# GIVEN TASK
How many of the lines below contain the word "wooden" with matching case? Reply with the number alone.

# INFORMATION SUPPLIED

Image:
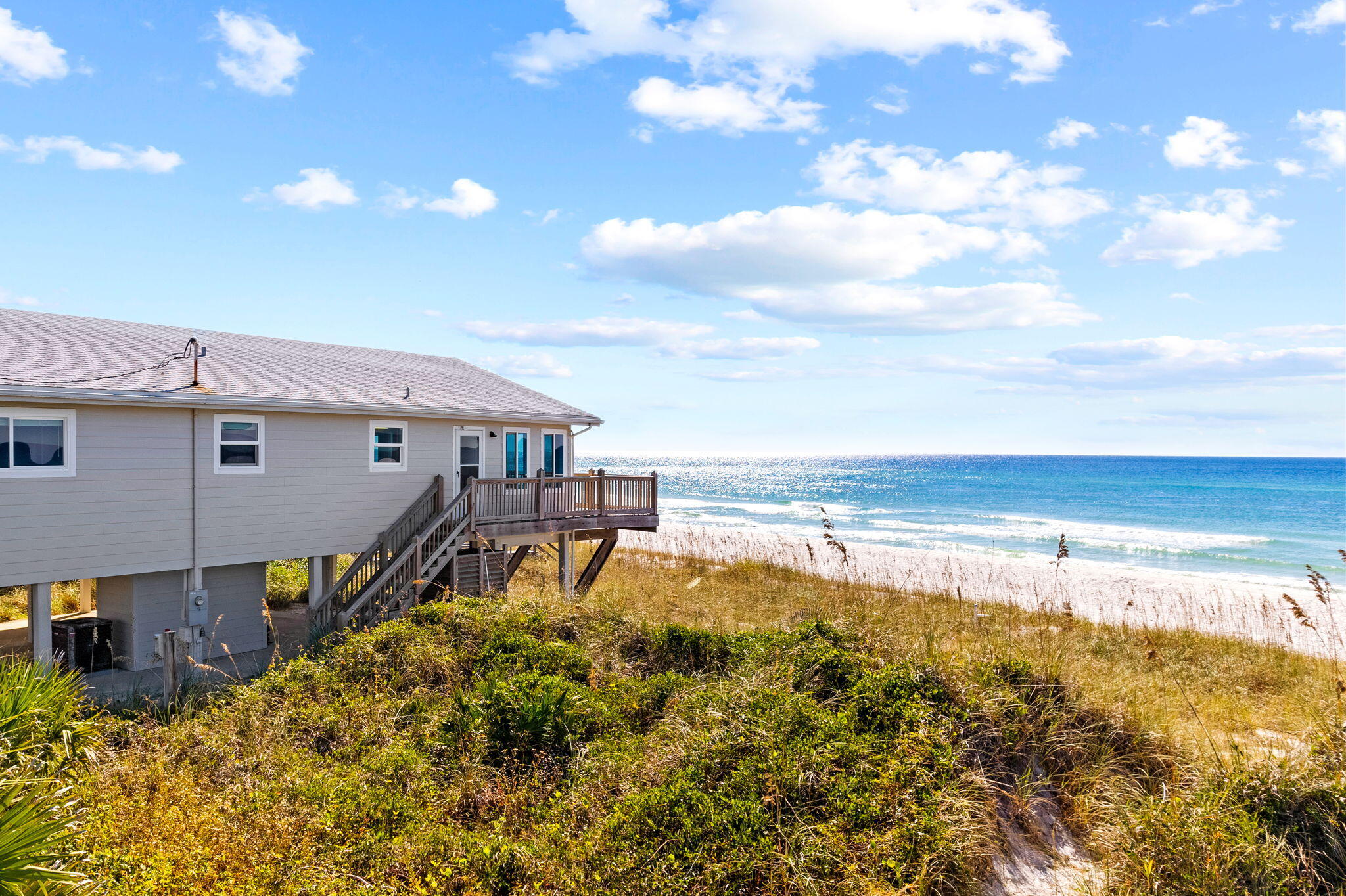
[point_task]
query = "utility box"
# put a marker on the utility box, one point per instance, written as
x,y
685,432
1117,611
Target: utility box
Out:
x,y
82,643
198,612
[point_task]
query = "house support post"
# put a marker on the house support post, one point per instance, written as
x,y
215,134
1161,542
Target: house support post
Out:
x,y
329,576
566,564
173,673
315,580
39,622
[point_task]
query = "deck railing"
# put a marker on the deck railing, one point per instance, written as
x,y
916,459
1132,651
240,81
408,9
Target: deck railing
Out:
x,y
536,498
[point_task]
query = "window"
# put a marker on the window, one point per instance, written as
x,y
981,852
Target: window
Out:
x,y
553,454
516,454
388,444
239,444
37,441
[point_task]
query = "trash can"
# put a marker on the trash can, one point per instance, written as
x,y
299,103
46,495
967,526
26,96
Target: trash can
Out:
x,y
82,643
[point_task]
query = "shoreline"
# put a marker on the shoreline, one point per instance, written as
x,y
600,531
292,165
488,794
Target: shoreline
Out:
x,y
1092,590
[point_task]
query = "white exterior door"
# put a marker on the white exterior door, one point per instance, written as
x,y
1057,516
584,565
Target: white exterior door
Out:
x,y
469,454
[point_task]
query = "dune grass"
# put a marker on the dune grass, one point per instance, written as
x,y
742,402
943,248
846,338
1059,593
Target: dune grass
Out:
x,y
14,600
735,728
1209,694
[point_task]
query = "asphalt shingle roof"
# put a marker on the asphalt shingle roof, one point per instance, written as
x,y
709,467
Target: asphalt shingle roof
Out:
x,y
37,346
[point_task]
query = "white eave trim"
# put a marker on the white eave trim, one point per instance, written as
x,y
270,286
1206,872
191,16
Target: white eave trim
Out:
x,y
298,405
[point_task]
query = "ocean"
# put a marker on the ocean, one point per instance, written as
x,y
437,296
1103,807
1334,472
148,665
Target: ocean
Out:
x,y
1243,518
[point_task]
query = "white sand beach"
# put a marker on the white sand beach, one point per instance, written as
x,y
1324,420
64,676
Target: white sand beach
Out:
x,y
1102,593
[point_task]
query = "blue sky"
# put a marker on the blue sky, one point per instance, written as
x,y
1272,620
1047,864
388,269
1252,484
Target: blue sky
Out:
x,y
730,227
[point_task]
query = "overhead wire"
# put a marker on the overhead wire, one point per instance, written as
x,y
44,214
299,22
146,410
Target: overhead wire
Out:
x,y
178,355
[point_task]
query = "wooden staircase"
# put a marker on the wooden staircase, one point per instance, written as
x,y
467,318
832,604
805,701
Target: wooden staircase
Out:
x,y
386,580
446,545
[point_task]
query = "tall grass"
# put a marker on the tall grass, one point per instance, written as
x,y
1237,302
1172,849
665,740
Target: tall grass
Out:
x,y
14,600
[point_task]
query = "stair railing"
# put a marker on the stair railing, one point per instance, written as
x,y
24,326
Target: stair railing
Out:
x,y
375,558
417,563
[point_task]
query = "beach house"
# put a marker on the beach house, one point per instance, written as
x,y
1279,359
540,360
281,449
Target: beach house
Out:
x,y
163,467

# TASK SOLUTION
3